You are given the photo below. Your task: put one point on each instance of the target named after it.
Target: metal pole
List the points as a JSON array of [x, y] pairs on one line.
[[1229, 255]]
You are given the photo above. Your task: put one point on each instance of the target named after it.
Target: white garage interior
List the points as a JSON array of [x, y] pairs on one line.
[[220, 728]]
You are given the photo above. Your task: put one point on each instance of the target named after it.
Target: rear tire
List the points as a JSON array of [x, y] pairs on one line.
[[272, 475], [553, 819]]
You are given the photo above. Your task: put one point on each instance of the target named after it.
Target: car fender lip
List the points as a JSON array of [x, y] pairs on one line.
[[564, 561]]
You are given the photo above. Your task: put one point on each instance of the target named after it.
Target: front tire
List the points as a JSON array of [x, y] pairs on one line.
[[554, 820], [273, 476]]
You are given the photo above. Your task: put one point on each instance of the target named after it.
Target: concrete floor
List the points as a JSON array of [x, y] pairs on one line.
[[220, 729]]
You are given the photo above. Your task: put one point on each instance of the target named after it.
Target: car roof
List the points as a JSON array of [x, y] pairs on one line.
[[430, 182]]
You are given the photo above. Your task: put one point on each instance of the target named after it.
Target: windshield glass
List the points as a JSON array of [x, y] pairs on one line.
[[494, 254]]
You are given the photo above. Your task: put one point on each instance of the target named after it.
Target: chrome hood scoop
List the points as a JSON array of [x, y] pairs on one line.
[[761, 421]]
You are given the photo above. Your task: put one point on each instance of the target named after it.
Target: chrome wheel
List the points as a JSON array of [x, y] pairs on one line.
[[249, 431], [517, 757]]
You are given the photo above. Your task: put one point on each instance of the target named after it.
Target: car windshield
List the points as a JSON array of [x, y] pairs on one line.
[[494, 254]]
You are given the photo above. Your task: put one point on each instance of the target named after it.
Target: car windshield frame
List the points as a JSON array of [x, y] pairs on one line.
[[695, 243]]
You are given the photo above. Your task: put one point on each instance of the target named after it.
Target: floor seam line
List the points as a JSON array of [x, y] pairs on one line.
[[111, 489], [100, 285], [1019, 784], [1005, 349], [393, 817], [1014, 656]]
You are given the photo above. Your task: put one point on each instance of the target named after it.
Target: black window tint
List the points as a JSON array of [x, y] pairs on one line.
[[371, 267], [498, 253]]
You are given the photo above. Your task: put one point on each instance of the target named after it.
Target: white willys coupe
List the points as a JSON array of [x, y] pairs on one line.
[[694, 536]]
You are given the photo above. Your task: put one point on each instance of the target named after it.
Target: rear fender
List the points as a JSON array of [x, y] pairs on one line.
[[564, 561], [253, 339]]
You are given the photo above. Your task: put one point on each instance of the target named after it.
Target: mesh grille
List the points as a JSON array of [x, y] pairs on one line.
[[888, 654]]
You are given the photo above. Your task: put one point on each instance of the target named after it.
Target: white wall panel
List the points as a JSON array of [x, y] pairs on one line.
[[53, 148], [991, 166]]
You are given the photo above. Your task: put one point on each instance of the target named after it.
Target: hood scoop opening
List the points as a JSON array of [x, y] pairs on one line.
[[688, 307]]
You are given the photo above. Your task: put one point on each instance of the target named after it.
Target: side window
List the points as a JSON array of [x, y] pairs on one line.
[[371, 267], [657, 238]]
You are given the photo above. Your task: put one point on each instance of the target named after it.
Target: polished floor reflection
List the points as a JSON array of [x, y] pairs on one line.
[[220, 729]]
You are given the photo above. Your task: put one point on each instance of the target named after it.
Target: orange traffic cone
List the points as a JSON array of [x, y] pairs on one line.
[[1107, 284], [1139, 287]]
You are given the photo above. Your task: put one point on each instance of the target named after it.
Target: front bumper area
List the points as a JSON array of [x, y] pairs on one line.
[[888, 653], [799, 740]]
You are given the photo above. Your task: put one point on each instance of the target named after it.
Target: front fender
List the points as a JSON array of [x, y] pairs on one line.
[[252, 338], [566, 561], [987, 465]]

### REQUIRED WORK
Your task is to print the whole listing again exactly.

### SOLUTION BELOW
You are given the photo below. Your task: put one point on each instance of the target named after it.
Target: metal pole
List the points as a JSON array of [x, y] pairs on one line.
[[1229, 255]]
You are given the photo above. Your task: put one point on each instance of the target named after it.
Target: white garage interior
List the points as a JSON array of [x, y] pairs on one line.
[[220, 728]]
You are given the photo above. Your task: put one point on each instance of the target named after it.
Target: rear tire
List the points as a JSON array of [x, y] pairs on one line.
[[272, 475], [553, 819]]
You are given the photo above. Your task: put one point on each instance of the target named after it.
Target: car fender lip
List the points as a JSON array of [x, y] pairs on one line.
[[564, 561]]
You are given the photo above. Your task: put one point on each instance of the target named after it.
Target: front tire
List the points as a JSON array of [x, y] pairs on one line.
[[554, 820], [273, 476]]
You are given the photo above. Your task: put one point on each instance of the target named after it.
Target: concrete floor
List the points as a JSON array of [x, y] pairs on one line.
[[220, 729]]
You are given the photo above. Your task: put one point on each instance of the target named after it.
Target: car roof
List the points as a JSON array of [x, y] pairs on one line.
[[430, 182]]
You are given the photo above. Your task: put one point on each instance of the target named after it.
Target: windshield glass
List the points as a JSON array of [x, y] pairs on one line.
[[494, 254]]
You are given the photo above. Your task: put one point on each instance of the target named after it.
Target: chrome hood scoop
List the points as a JSON array of [x, y] pairs on one line.
[[761, 421]]
You are given the photo above. Your task: put one point on each instance of the target named after it.
Target: chrome wheel
List the points as a JSON array of [x, y] pairs on one line.
[[249, 431], [517, 757]]
You are given the photo above. Your task: put one point on each instance of the target named after it.
Target: car windshield
List the points as a JSON array of [x, y] pairs on one line.
[[494, 254]]
You are given the photo above. Your task: put one point on each instance of the target named after it.
Target: car windshield frame
List the points as a JSON array of [x, y] pairs on one line.
[[695, 243]]
You are given the photo above. Your task: put one point on each instance of the target named after it.
Target: floor seam line
List the points as a JSON array of [x, y] pairs on one line.
[[111, 489], [100, 285], [1019, 784], [1005, 349], [393, 817], [1014, 656]]
You are given the photo above. Your task: put one point on each instance of the target named after it.
Target: black window tint
List the points as a JSON array of [x, y] pairs on one line.
[[371, 267], [498, 253]]
You are given the photo above. Your task: put one point on each instance of the target named after it.
Target: white willys coupe
List the points as a JSON array of [x, y] pairs on one line.
[[694, 536]]
You are given the photo above. Your task: put one point on each instance of the target named after it.
Target: rear fender
List the points as a JSON array of [x, y] pairs on one line.
[[564, 561], [253, 339]]
You are given the photo above. Your task: put one point on each instance of the target named after it.
Target: mesh grille
List the points as a JSON array of [x, y] pairs on one line.
[[888, 654]]
You are given the photo above. Your task: put one point on each instance of the target named after it.
Target: white wall panel
List the points as a JSON array of [x, y] pairs on one line.
[[53, 148], [991, 166]]
You are given the photo above. Your task: put one point on each instance of the target named after it.
Target: hood scoop opening
List the points as a JSON array of [x, y] pairs on one line.
[[688, 307]]
You are given the photo above. Your task: put one point on each instance of the target named after it.
Target: side window
List the points as a JSON array of [x, y] pairs on one line.
[[371, 267], [657, 238]]
You are given the photo above. Your task: put one point on each instance of the target named after it.
Target: polished floor reflection
List the points as a JSON array of [x, y] pairs on one line.
[[220, 729]]
You are given the photo above. Your task: put one point on each instance of the target named after it.
Target: orange traffic cone
List the points as a JSON array of [x, y] pairs on one line.
[[1107, 284], [1139, 287]]
You are given the photo above. Your task: put one point on each instance of the target named after it.
Target: front bumper area
List the points as a JSON array of [x, y] pairs on one line.
[[888, 653], [799, 740]]
You are given the photo above. Your task: put one point on each instance of the target named after it.
Target: front fender
List the points as a JSON array of [x, y] pairs on one line.
[[252, 338], [566, 561], [987, 465]]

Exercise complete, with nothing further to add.